Saved data entries
---
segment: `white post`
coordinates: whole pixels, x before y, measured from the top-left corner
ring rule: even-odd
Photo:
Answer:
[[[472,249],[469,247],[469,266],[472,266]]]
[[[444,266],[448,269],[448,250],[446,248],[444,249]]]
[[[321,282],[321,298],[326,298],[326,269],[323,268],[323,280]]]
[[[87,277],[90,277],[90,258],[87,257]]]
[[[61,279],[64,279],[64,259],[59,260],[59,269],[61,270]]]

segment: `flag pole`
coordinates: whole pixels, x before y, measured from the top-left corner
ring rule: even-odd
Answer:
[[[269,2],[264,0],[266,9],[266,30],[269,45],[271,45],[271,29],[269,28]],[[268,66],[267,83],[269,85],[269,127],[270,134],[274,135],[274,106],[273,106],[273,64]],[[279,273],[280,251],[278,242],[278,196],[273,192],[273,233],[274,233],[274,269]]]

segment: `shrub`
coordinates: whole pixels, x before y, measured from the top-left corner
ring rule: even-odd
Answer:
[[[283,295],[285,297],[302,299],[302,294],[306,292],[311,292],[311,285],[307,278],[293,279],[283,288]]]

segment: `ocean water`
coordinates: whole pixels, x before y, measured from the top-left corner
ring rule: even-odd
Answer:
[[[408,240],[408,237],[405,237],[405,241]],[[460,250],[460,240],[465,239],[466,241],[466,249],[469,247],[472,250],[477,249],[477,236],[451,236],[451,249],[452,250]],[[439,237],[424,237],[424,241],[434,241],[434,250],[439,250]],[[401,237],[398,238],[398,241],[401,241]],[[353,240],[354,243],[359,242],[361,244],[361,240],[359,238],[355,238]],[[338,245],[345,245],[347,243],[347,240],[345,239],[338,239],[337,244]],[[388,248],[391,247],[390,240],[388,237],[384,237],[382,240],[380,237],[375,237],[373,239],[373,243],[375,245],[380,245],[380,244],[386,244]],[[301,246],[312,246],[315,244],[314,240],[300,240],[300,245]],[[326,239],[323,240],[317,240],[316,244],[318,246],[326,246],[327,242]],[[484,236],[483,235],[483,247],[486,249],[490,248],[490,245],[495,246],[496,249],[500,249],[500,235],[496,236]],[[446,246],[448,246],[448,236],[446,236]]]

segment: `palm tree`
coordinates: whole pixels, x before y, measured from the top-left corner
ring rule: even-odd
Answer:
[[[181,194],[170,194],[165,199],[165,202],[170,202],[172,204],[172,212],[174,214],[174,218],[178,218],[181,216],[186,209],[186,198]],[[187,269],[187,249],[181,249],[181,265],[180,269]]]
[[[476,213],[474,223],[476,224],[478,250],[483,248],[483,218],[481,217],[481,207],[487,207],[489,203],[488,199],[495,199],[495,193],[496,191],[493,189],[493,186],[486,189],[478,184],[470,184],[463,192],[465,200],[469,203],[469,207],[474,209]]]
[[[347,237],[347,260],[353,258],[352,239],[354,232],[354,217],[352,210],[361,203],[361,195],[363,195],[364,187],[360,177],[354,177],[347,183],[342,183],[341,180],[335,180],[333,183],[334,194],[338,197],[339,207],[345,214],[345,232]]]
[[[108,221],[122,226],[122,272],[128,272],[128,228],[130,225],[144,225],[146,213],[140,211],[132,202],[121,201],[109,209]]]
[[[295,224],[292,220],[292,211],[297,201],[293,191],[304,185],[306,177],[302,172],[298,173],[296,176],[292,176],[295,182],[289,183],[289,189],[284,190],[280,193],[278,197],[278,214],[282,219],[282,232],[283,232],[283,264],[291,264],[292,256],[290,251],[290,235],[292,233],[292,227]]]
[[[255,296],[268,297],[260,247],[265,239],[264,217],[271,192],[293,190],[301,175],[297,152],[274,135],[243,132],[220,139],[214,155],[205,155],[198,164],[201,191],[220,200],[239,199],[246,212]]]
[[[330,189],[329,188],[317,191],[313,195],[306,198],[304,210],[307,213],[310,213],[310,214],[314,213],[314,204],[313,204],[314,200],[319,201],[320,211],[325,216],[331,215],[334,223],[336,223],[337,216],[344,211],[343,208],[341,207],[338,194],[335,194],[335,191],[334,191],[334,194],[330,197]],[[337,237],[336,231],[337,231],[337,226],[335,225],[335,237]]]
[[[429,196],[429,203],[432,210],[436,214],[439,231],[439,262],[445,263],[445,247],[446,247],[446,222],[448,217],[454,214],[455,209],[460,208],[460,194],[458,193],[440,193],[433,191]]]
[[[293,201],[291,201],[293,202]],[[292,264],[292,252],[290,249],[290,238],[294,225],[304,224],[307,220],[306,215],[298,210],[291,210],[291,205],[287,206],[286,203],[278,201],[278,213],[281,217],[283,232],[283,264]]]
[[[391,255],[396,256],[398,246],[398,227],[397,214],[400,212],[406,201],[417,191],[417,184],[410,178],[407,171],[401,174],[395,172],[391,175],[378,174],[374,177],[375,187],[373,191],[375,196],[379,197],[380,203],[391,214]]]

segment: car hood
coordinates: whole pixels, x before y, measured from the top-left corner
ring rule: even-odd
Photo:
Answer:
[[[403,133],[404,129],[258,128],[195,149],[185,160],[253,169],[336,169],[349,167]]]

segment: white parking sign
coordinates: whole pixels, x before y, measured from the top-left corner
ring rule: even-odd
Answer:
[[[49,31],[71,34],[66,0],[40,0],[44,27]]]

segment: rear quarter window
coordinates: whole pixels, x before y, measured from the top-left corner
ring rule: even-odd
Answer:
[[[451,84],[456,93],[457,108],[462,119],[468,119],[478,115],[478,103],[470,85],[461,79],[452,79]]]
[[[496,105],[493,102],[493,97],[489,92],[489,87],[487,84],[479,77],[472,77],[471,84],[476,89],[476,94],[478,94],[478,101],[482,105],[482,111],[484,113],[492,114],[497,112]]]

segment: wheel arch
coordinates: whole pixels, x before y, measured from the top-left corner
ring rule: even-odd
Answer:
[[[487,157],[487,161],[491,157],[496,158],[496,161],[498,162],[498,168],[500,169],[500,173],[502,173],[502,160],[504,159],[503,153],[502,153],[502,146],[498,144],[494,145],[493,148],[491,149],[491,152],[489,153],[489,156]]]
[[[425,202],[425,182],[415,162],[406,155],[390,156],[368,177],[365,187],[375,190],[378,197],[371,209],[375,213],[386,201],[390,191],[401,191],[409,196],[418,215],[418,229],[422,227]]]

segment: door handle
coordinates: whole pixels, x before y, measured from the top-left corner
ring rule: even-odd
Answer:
---
◆ What to work on
Print out all of the records above, word for word.

◆ Exercise result
segment: `white post`
coordinates: whole pixels, x before y, measured from the top-left corner
ring rule: even-odd
Photo:
Answer:
[[[472,249],[469,247],[469,266],[472,266]]]
[[[444,266],[448,269],[448,250],[446,248],[444,249]]]
[[[321,282],[321,298],[326,298],[326,269],[323,268],[323,280]]]
[[[87,277],[90,277],[90,258],[87,257]]]
[[[61,279],[64,279],[64,259],[59,260],[59,269],[61,270]]]

segment: `flag pole`
coordinates: whole pixels, x before y, measured from the top-left corner
ring rule: even-odd
Answer:
[[[269,2],[264,0],[266,9],[266,30],[269,45],[271,45],[271,29],[269,28]],[[268,66],[267,83],[269,85],[269,127],[270,134],[274,135],[274,106],[273,106],[273,64]],[[279,273],[280,251],[278,242],[278,196],[273,192],[273,233],[274,233],[274,269]]]

segment: `shrub`
coordinates: whole pixels, x before y, measured from the top-left corner
ring rule: even-odd
Answer:
[[[283,295],[285,297],[302,299],[302,294],[306,292],[311,292],[311,285],[307,278],[293,279],[283,288]]]

segment: `ocean water`
coordinates: whole pixels, x before y, measured from the top-left corner
ring rule: even-odd
Answer:
[[[408,240],[408,237],[405,237],[405,241]],[[460,250],[460,240],[465,239],[466,241],[466,249],[469,247],[472,250],[477,249],[477,236],[451,236],[451,249],[452,250]],[[439,237],[424,237],[424,241],[434,241],[434,250],[439,250]],[[401,237],[398,238],[398,241],[401,241]],[[353,240],[354,243],[359,242],[361,244],[361,240],[359,238],[355,238]],[[338,245],[345,245],[347,243],[347,240],[345,239],[338,239],[337,244]],[[388,248],[391,247],[390,240],[388,237],[384,237],[382,240],[380,237],[375,237],[373,239],[373,243],[375,245],[380,245],[380,244],[386,244]],[[301,246],[312,246],[315,244],[314,240],[300,240],[300,245]],[[326,239],[323,240],[317,240],[316,244],[318,246],[326,246],[327,242]],[[484,236],[483,235],[483,247],[486,249],[490,248],[490,245],[495,246],[496,249],[500,249],[500,235],[496,236]],[[446,246],[448,246],[448,236],[446,236]]]

segment: `palm tree`
coordinates: whole pixels, x before y, measured from the top-left corner
ring rule: even-odd
Answer:
[[[181,194],[170,194],[165,199],[165,202],[170,202],[172,204],[172,212],[174,214],[174,218],[178,218],[181,216],[186,209],[186,198]],[[187,269],[187,249],[181,249],[181,265],[180,269]]]
[[[476,213],[474,223],[476,224],[478,250],[483,248],[483,218],[481,217],[481,207],[487,207],[489,203],[488,199],[495,199],[495,193],[496,191],[493,189],[493,186],[486,189],[478,184],[470,184],[463,192],[465,200],[469,203],[469,207],[474,209]]]
[[[347,237],[347,260],[353,258],[352,239],[354,232],[354,217],[352,210],[361,203],[361,195],[363,195],[364,187],[360,177],[354,177],[347,183],[342,183],[341,180],[335,180],[333,183],[334,194],[338,197],[339,207],[345,214],[345,232]]]
[[[108,221],[122,226],[122,272],[128,272],[128,228],[130,225],[144,225],[146,213],[140,211],[132,202],[121,201],[109,209]]]
[[[295,224],[292,220],[292,211],[297,201],[293,191],[304,185],[306,177],[302,172],[298,173],[296,176],[292,176],[295,182],[289,183],[289,189],[284,190],[280,193],[278,197],[278,214],[282,219],[282,232],[283,232],[283,264],[291,264],[292,256],[290,251],[290,235],[292,233],[292,227]]]
[[[255,296],[268,297],[260,247],[265,239],[264,217],[271,192],[293,190],[301,175],[297,152],[274,135],[243,132],[220,139],[214,155],[205,155],[198,164],[201,191],[220,200],[239,199],[246,212]]]
[[[330,189],[329,188],[317,191],[313,195],[306,198],[304,210],[307,213],[310,213],[310,214],[314,213],[314,204],[313,204],[314,200],[319,201],[320,211],[325,216],[331,215],[334,223],[336,223],[337,216],[344,211],[343,208],[341,207],[338,194],[335,194],[335,191],[334,191],[334,194],[330,197]],[[337,237],[336,231],[337,231],[337,226],[335,225],[335,237]]]
[[[429,196],[429,203],[432,210],[436,214],[439,231],[439,262],[445,263],[445,247],[446,247],[446,222],[448,217],[454,214],[455,209],[460,208],[460,194],[458,193],[440,193],[433,191]]]
[[[293,201],[291,201],[293,202]],[[292,264],[292,252],[290,249],[290,238],[294,225],[304,224],[307,220],[306,215],[298,210],[291,210],[291,205],[287,206],[286,203],[278,201],[278,213],[281,217],[283,232],[283,264]]]
[[[391,255],[396,256],[398,246],[398,227],[397,214],[400,212],[406,201],[417,191],[417,184],[410,178],[407,171],[401,174],[395,172],[391,175],[378,174],[374,177],[375,187],[373,191],[375,196],[379,197],[380,203],[391,214]]]

segment: car hood
coordinates: whole pixels, x before y, measured from the top-left corner
ring rule: even-odd
Photo:
Answer:
[[[403,133],[404,129],[258,128],[195,149],[185,160],[253,169],[336,169],[349,167]]]

segment: white parking sign
coordinates: whole pixels, x before y, measured from the top-left corner
ring rule: even-odd
Answer:
[[[49,31],[71,34],[66,0],[40,0],[44,27]]]

segment: rear quarter window
coordinates: whole pixels, x before y, measured from the top-left corner
ring rule: even-odd
Answer:
[[[451,84],[456,93],[457,108],[462,119],[468,119],[478,115],[478,103],[470,85],[461,79],[452,79]]]
[[[496,105],[493,102],[493,97],[489,92],[489,87],[487,84],[479,77],[472,77],[471,84],[476,89],[476,94],[478,94],[478,101],[482,105],[482,111],[484,113],[492,114],[497,112]]]

segment: wheel arch
coordinates: whole pixels, x before y, measured from the top-left corner
ring rule: even-odd
Answer:
[[[487,157],[487,161],[491,157],[496,158],[496,161],[498,162],[498,168],[500,169],[500,173],[502,173],[502,160],[504,159],[503,153],[502,153],[502,146],[498,144],[494,145],[493,148],[491,149],[491,152],[489,153],[489,156]]]
[[[425,202],[425,182],[415,162],[406,155],[390,156],[368,177],[365,187],[375,190],[378,197],[371,209],[375,213],[386,201],[390,191],[401,191],[409,196],[418,215],[418,229],[422,227]]]

segment: door handle
coordinates: whole pixels, x before y, measured from the top-left corner
ring rule: even-odd
Answer:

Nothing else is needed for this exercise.